Smartphones tell us what to do, where to go and let us play Angry Birds. And when we need them the most, they run out of batteryby Sam Leith / February 23, 2011 / Leave a comment
For want of a nail, we’re told, the kingdom was lost. Wise words, those. I find myself more and more interested in the way that apparently insignificant problems propagate. Let’s say, for instance, that the page-turn on a digital reader is just one fraction of a second slower than you’d like. An individual reader will get used to it. But if five or ten million people bought that device, and read 100 books each on them, generations’ worth of human time would vanish forever into those tiny digital interstices.
I am, as you may have guessed, one of those people who frequently lies awake at night, jaw clenched, blinking into the darkness because he read somewhere that by the time he dies he will have spent 38.5 days brushing his teeth. And now, a fear that has so far been largely subliminal has come galloping out of the old unconscious to cough its pilchardy breath in my face.
Slightly less than 24 hours after passing its MOT, my bastard car expired with a dyspeptic “pop,” an eiderdown of white smoke pouring from the bonnet. And so my heavily pregnant fiancée, 18-month-old daughter and self were stranded at the side of the A4000 in cold drizzle, trucks thundering past, cursing our luck. Miles, as it happened, from the house in which we were supposed to be feeding my mum’s cats.

ENTRIES SUPPLIED:
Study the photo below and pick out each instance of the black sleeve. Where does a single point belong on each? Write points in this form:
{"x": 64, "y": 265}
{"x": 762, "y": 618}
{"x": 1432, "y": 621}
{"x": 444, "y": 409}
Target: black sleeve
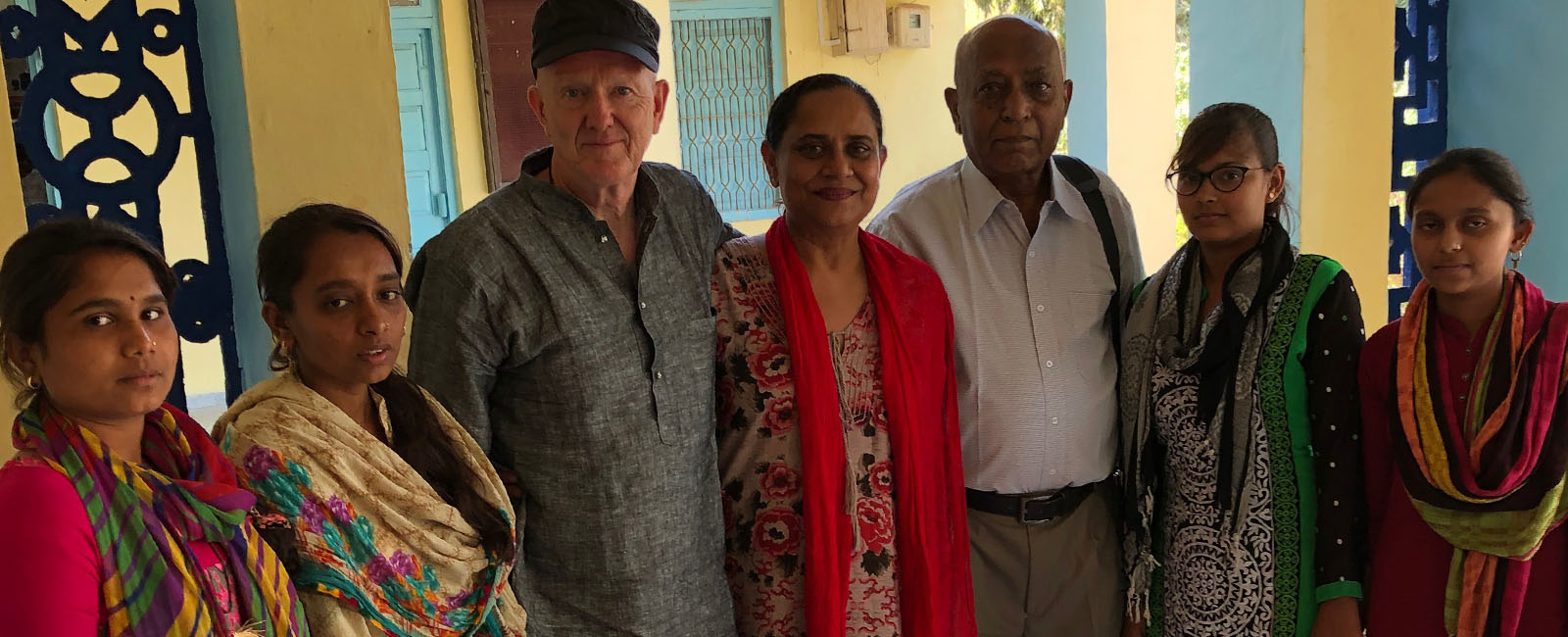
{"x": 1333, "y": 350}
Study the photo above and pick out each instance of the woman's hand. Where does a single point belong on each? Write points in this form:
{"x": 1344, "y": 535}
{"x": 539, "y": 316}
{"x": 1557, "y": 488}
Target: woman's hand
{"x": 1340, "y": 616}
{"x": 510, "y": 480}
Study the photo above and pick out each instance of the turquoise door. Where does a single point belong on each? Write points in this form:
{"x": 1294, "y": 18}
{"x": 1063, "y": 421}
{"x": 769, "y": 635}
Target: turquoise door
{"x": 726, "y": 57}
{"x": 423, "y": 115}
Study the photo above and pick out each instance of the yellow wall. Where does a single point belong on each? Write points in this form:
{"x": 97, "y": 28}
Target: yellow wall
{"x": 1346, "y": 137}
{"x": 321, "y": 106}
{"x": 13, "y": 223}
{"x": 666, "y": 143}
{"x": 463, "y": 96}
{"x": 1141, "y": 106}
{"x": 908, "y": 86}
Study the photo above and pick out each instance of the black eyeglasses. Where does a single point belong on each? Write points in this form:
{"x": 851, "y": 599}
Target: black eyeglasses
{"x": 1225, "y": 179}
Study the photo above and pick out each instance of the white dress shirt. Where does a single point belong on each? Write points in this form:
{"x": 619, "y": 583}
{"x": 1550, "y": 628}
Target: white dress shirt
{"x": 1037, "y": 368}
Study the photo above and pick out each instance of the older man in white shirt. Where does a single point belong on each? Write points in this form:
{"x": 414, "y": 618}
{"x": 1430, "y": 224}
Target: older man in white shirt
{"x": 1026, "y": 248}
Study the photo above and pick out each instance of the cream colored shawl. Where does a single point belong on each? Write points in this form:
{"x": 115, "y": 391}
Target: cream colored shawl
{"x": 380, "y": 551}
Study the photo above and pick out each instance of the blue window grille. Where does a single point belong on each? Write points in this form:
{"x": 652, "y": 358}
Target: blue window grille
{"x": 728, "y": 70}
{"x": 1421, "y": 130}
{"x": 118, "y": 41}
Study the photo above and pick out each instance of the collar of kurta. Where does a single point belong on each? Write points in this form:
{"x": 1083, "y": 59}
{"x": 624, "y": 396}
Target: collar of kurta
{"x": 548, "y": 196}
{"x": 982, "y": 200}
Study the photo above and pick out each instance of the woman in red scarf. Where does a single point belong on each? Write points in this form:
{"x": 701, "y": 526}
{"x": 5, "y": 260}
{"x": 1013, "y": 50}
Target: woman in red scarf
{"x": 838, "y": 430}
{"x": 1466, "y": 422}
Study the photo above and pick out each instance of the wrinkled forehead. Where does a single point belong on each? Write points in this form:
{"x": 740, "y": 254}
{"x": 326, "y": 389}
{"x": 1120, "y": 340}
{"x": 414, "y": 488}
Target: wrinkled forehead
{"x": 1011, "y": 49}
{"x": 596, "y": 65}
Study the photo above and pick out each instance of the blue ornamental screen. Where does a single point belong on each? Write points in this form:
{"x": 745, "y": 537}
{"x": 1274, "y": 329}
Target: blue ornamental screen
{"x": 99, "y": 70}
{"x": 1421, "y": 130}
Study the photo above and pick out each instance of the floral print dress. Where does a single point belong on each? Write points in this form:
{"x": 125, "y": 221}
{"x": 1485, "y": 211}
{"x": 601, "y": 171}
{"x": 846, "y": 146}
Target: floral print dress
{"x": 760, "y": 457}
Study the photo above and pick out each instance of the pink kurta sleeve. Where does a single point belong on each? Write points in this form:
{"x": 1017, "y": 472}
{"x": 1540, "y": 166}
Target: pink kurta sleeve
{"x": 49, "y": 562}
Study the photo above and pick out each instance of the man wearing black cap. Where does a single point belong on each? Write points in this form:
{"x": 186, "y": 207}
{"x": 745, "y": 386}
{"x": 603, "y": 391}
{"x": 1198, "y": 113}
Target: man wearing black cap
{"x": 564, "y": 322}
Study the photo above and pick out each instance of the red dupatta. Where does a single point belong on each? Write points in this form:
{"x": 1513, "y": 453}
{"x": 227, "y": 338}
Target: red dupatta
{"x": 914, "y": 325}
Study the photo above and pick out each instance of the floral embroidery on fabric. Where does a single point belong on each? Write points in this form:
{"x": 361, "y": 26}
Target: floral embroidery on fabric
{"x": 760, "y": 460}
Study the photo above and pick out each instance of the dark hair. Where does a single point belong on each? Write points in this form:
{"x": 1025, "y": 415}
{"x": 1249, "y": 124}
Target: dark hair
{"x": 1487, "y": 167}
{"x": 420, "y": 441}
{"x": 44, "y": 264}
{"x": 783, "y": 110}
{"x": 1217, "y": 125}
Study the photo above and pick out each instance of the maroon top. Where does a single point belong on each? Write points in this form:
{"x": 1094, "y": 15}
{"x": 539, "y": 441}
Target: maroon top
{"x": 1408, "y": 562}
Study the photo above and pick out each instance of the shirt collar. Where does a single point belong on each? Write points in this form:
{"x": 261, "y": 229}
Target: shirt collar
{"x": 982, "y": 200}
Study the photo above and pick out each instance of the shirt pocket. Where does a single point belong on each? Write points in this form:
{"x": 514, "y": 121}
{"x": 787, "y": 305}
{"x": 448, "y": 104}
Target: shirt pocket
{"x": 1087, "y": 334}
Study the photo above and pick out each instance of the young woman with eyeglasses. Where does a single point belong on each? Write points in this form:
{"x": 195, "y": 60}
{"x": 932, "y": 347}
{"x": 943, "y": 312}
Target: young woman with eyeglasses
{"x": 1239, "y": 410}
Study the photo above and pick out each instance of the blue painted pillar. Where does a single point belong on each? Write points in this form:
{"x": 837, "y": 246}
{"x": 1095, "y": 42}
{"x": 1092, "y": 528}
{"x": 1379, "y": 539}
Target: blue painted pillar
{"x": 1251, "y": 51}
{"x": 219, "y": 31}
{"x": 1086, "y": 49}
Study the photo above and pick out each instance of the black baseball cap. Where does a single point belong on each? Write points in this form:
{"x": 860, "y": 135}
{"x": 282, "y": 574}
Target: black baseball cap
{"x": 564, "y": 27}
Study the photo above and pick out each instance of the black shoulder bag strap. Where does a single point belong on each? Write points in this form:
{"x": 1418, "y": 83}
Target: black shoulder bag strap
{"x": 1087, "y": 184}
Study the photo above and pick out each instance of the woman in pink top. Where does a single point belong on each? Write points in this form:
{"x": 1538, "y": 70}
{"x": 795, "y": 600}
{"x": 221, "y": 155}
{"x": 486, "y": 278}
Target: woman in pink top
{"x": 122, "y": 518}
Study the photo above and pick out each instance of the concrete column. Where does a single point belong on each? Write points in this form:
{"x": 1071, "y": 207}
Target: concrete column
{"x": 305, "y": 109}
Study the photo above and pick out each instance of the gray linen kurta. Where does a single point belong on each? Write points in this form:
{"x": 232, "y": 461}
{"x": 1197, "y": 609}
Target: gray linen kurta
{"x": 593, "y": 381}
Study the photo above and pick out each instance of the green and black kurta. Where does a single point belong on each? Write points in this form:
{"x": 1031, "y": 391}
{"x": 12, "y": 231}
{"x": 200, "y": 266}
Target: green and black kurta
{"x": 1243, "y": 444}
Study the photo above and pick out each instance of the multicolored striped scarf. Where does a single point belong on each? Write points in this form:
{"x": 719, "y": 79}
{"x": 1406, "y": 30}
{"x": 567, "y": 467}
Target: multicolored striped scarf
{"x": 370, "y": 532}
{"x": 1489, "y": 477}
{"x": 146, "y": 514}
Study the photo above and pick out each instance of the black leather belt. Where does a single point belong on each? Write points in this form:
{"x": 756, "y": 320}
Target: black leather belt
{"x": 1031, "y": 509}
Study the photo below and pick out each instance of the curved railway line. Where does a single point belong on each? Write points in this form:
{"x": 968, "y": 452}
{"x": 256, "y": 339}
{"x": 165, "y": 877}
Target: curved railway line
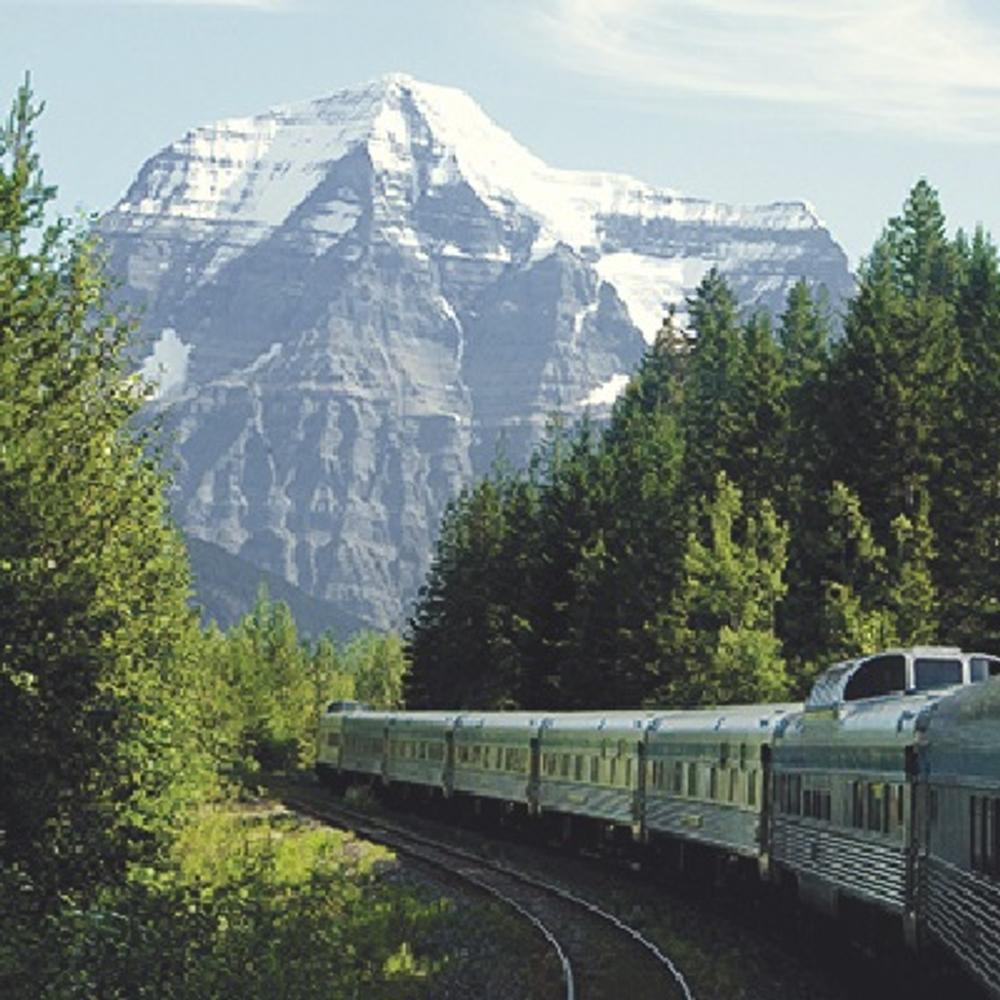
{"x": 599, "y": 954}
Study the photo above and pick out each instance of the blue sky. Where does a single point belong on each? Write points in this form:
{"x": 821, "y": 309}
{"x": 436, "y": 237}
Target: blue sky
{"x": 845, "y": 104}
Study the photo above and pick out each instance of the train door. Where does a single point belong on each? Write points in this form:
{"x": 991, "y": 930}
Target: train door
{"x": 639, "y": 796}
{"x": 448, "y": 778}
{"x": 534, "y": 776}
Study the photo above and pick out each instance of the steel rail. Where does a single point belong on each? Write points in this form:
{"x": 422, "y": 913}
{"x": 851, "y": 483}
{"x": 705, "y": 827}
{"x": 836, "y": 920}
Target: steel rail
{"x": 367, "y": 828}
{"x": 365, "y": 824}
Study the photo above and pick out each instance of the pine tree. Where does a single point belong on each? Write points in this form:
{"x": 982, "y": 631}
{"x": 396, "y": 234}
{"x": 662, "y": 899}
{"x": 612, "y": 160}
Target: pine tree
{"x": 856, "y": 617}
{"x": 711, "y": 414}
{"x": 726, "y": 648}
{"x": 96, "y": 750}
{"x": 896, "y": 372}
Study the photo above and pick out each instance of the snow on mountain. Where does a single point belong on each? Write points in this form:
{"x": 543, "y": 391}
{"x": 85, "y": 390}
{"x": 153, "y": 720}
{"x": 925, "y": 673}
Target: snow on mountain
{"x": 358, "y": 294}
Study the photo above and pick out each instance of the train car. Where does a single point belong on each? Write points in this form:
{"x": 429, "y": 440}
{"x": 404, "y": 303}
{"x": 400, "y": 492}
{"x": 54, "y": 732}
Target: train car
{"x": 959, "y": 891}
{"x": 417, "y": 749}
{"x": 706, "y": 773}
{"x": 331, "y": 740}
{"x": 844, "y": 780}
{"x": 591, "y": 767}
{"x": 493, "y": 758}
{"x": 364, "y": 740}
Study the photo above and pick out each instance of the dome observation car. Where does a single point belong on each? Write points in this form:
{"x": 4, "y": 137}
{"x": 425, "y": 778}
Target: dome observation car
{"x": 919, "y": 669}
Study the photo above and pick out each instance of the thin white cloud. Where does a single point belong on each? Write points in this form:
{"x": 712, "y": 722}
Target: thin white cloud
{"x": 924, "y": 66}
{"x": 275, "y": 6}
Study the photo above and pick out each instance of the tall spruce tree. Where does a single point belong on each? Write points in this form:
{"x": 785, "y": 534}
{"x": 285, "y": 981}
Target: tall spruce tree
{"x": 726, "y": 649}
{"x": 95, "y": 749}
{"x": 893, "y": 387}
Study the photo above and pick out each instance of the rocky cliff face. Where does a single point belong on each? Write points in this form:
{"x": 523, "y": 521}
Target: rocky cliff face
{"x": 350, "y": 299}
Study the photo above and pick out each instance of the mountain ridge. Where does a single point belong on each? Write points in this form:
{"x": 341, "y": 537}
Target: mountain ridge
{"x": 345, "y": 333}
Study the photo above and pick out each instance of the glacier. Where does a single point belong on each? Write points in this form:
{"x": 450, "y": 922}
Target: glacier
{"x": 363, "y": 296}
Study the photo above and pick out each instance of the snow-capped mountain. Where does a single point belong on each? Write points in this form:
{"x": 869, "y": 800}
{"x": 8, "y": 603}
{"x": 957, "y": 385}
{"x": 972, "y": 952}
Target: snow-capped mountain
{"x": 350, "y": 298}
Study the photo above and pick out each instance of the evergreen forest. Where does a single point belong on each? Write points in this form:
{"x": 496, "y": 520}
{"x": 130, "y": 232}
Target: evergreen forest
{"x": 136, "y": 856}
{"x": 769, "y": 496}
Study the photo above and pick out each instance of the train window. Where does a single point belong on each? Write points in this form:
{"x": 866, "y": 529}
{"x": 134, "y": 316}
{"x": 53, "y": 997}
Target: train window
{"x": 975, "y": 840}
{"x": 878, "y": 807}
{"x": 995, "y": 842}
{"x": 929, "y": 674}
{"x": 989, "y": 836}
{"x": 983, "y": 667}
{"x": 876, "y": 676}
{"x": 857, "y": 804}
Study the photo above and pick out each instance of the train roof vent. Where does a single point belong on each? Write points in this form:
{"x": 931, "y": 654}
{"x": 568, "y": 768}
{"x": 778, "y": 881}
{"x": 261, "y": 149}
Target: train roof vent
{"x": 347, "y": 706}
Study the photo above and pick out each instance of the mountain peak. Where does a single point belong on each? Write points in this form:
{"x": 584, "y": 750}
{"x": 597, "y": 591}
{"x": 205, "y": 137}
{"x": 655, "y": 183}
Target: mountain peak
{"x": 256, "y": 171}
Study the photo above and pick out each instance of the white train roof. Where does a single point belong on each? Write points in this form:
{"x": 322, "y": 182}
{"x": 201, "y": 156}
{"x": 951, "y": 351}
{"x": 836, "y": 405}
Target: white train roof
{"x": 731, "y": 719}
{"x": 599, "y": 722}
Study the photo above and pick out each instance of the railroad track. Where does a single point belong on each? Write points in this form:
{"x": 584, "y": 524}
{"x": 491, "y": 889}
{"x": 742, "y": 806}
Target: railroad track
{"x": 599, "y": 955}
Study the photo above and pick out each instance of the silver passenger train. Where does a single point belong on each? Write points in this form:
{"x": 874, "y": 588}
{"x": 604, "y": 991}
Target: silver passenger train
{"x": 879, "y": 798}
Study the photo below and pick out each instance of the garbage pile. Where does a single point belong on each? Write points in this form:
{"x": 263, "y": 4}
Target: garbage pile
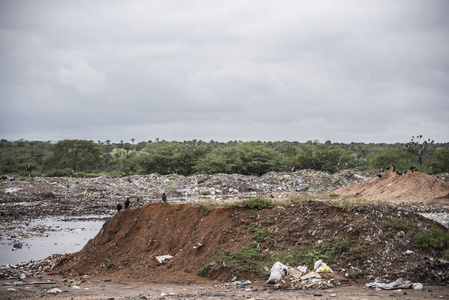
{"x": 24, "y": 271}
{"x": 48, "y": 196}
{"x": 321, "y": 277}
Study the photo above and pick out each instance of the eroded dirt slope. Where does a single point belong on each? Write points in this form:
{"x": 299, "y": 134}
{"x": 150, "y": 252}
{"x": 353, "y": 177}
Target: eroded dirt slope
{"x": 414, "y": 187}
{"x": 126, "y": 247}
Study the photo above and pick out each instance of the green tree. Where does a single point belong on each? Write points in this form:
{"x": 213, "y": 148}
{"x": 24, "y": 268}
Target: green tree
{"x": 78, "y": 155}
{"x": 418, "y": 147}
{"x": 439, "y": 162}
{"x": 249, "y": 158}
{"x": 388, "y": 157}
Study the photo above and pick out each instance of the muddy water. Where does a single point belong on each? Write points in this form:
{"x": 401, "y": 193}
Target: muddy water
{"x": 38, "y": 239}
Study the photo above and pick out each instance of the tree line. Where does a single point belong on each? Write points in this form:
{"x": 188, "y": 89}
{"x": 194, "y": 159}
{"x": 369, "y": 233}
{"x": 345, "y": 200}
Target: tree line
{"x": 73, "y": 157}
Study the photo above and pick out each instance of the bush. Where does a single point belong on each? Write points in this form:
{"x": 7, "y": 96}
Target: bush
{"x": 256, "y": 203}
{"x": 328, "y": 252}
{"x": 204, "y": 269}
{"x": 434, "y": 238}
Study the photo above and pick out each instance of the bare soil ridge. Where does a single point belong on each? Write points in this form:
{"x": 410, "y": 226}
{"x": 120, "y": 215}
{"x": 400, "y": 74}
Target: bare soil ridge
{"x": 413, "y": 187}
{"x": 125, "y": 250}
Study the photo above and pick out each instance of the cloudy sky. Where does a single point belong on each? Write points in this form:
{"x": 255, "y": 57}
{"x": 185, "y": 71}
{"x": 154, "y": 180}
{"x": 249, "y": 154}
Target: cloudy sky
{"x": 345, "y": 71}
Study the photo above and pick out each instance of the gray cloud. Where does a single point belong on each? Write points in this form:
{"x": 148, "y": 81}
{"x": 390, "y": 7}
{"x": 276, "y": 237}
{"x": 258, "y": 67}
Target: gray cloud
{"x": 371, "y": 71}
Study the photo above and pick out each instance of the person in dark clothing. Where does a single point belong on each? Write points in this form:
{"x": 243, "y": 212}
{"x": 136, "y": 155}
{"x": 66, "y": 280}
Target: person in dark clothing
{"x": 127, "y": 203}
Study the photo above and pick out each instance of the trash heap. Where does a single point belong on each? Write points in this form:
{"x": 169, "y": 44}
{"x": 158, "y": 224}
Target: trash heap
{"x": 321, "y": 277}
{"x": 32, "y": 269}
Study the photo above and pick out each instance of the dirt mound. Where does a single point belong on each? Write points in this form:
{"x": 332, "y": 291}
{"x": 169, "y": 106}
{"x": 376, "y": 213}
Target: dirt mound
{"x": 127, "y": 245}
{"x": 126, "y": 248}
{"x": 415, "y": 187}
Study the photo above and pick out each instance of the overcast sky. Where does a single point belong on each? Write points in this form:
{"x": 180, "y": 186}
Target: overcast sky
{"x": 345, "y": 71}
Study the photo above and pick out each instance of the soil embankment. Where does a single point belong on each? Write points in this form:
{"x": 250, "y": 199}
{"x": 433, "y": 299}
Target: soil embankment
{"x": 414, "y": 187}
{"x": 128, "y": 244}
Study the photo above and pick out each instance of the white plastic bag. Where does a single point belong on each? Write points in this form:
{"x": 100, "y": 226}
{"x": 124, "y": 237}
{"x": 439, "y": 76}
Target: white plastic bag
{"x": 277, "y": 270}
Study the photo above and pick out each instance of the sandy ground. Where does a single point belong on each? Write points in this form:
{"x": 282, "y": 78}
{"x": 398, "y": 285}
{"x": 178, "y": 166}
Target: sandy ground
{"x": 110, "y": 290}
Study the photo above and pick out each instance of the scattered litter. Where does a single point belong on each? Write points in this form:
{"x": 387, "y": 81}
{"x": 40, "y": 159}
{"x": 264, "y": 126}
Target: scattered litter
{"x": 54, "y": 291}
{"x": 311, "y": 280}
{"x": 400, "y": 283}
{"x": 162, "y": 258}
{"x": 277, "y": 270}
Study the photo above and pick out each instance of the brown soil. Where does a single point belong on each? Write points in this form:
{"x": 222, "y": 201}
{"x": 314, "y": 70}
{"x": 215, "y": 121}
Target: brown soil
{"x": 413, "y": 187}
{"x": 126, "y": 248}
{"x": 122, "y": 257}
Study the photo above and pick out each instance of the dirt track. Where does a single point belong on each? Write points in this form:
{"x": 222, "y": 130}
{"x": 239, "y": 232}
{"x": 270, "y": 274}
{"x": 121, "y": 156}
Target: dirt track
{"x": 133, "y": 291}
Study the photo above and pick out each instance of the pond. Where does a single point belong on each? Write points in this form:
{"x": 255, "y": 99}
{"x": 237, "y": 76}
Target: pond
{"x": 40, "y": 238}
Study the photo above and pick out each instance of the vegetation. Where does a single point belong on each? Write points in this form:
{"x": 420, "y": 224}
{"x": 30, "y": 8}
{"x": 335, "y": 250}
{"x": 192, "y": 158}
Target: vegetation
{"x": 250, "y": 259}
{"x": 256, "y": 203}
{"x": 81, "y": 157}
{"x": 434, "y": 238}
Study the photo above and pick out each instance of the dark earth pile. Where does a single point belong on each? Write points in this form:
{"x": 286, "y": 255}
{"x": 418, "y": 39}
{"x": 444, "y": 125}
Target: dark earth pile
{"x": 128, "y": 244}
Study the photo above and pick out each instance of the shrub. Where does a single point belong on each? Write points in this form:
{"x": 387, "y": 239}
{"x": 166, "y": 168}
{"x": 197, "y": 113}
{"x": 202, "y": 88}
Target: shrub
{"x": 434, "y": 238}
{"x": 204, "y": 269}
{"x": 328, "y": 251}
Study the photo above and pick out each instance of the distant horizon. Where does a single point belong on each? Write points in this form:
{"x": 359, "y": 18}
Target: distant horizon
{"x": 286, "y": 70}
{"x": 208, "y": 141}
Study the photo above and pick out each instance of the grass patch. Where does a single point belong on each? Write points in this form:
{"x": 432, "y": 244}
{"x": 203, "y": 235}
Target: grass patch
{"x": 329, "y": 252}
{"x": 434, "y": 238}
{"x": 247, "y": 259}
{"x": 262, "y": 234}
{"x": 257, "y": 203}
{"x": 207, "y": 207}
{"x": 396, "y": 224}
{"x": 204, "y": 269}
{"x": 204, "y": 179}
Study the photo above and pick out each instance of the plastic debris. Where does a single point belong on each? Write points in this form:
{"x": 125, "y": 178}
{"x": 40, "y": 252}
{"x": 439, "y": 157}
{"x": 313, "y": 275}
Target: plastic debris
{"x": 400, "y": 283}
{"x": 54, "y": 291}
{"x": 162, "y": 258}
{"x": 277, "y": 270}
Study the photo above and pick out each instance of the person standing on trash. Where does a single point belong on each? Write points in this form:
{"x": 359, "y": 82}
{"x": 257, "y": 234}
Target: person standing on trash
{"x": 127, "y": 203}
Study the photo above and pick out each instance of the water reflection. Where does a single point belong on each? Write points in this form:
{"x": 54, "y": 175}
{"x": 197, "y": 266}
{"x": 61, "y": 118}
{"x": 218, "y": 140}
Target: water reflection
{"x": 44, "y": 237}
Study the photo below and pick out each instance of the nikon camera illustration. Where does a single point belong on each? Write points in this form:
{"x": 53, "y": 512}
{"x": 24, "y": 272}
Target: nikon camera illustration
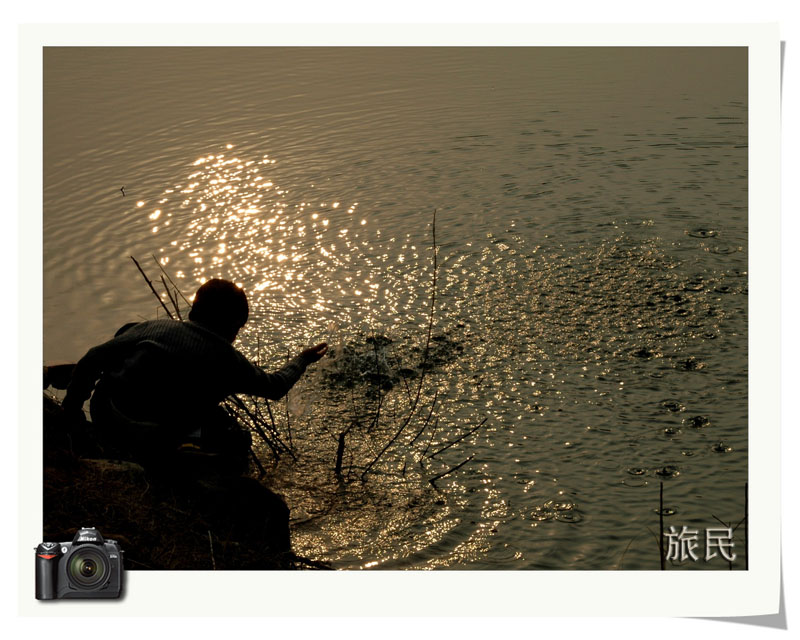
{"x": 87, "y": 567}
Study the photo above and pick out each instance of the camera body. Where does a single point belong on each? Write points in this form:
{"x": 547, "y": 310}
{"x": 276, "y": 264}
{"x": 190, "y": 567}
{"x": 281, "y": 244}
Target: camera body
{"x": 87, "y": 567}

TASK DETAILS:
In the column about smartphones above, condense the paragraph beginning "Slightly less than 24 hours" into a short bulleted list of its main facts.

REPLY:
- The car broke down slightly less than 24 hours after passing its MOT, with a "pop" and white smoke pouring from the bonnet.
- The writer, a heavily pregnant fiancée and an 18-month-old daughter were stranded beside the A4000 in cold drizzle as trucks thundered past.
- They were miles from the house where they were supposed to be feeding the writer's mother's cats.